== AIM ==
Rewrite the records below with every "innermost point" changed to "most central point", keeping everything else the same.
## Begin DATA SECTION
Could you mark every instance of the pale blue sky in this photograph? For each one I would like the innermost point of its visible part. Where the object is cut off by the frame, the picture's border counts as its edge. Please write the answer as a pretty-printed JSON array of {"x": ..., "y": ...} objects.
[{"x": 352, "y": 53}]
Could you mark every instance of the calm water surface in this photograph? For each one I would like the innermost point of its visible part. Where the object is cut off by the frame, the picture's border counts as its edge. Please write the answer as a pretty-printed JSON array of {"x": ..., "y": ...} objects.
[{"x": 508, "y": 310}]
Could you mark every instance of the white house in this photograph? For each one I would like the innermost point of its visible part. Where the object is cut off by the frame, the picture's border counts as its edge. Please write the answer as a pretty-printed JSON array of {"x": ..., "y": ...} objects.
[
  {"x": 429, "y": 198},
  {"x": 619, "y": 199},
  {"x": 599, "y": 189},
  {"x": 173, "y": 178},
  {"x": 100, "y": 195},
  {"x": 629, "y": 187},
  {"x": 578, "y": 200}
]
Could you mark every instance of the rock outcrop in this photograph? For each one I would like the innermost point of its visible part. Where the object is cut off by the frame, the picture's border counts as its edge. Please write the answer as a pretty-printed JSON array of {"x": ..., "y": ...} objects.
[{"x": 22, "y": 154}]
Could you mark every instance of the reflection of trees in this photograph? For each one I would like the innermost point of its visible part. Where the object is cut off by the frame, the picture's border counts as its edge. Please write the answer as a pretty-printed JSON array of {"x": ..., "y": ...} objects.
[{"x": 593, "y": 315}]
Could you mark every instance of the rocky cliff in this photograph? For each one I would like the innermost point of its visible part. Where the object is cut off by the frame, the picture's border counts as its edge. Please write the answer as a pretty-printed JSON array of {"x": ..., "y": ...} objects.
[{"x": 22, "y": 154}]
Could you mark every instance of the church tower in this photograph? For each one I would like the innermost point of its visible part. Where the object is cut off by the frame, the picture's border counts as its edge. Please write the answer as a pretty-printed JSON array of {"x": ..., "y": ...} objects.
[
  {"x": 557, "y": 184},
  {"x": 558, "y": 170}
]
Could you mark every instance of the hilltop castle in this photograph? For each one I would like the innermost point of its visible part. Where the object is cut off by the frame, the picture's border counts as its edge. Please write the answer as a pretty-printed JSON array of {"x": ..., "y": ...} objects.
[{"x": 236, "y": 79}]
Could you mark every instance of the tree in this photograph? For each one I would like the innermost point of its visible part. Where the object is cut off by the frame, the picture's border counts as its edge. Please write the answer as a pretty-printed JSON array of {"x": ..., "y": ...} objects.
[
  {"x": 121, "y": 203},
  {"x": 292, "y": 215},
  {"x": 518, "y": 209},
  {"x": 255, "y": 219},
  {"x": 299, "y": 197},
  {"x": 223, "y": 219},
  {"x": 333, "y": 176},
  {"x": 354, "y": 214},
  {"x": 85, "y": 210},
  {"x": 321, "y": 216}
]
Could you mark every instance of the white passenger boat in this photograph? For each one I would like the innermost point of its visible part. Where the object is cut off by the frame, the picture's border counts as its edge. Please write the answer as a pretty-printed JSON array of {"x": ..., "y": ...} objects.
## End DATA SECTION
== COMPLETE OUTPUT ==
Could you mark every instance of the pale blue sky in this photograph? For each one I would like the most central point of its visible part. Where the object is cut off by the frame, the picture's border counts as its edge. Please write the answer as a pretty-printed JSON array of {"x": ..., "y": ...} objects.
[{"x": 352, "y": 53}]
Could you mark every instance of the calm water surface in this photograph? For each one I would like the most central point of its visible part. Where the object is cut off by the frame, the picture's border counts as its edge. Please write the answer as a pretty-printed JSON array of {"x": ..., "y": ...} objects.
[{"x": 508, "y": 310}]
Could you mark every instance of the white house in this photograph? For each one I would like the most central point of its visible part. Where the object is cut off by the frame, the picture's border counts as its edge. Please write the answer as a pretty-printed JSON array of {"x": ..., "y": ...} objects.
[
  {"x": 429, "y": 198},
  {"x": 619, "y": 199},
  {"x": 599, "y": 189},
  {"x": 173, "y": 178},
  {"x": 100, "y": 195},
  {"x": 629, "y": 187},
  {"x": 578, "y": 200}
]
Could you mark every instance of the rock outcrop in this photograph? For each one I would like the most central point of its visible part. Where the object is cut off by the frame, the picture's border counts as its edge. Please write the answer as a pretty-printed JSON array of {"x": ..., "y": ...} objects.
[{"x": 22, "y": 154}]
Could you mark every instance of the reflection of trees in this photograph? For each one I would like the most central point of its visible part. Where the object is cut off by the frame, the picture's border counts as its edge. Please write the answer as a pretty-printed JSON array of {"x": ..., "y": ...} objects.
[{"x": 593, "y": 315}]
Could you mark every instance of the rocky cliff in this photograph? For each one I would like the most central point of its visible part. Where the object is cut off by the frame, the picture's border counts as its edge. Please write the answer as a pretty-printed JSON array of {"x": ..., "y": ...} objects.
[{"x": 22, "y": 154}]
Could you mark every instance of the church tower in this photograph? For each one I would like the most central point of its visible part. Where the object is cut off by the frame, the picture's border counts as its edge. Please write the answer as a pretty-printed JSON array of {"x": ..., "y": ...} objects.
[
  {"x": 557, "y": 184},
  {"x": 558, "y": 170}
]
Could you mark every instance of the hilltop castle in this photograph? For each one I would like the most central point of its visible part. Where the object is cut off by the frame, the picture's border counts as its edge. Please write the answer as a pretty-printed JSON array of {"x": ..., "y": ...} objects.
[{"x": 236, "y": 79}]
Could you mark every instance of the tree in this photograph? For each one I would like the most central point of its visible part. Where the object is cut off by the frame, the picture's border counts as its edge. Please write the answer as a pretty-printed JSON array of {"x": ..., "y": ...} objects.
[
  {"x": 121, "y": 203},
  {"x": 292, "y": 215},
  {"x": 518, "y": 209},
  {"x": 255, "y": 219},
  {"x": 299, "y": 197},
  {"x": 223, "y": 219},
  {"x": 333, "y": 176},
  {"x": 354, "y": 214},
  {"x": 85, "y": 210},
  {"x": 321, "y": 216}
]
Could you mark every instance of the white passenger boat in this photograph? For each one I would like the most central point of its visible part. Where the object is cut off by the frame, the picture's border counts as its edge. Please write the answer as a pretty-printed JSON array of {"x": ..., "y": ...} objects.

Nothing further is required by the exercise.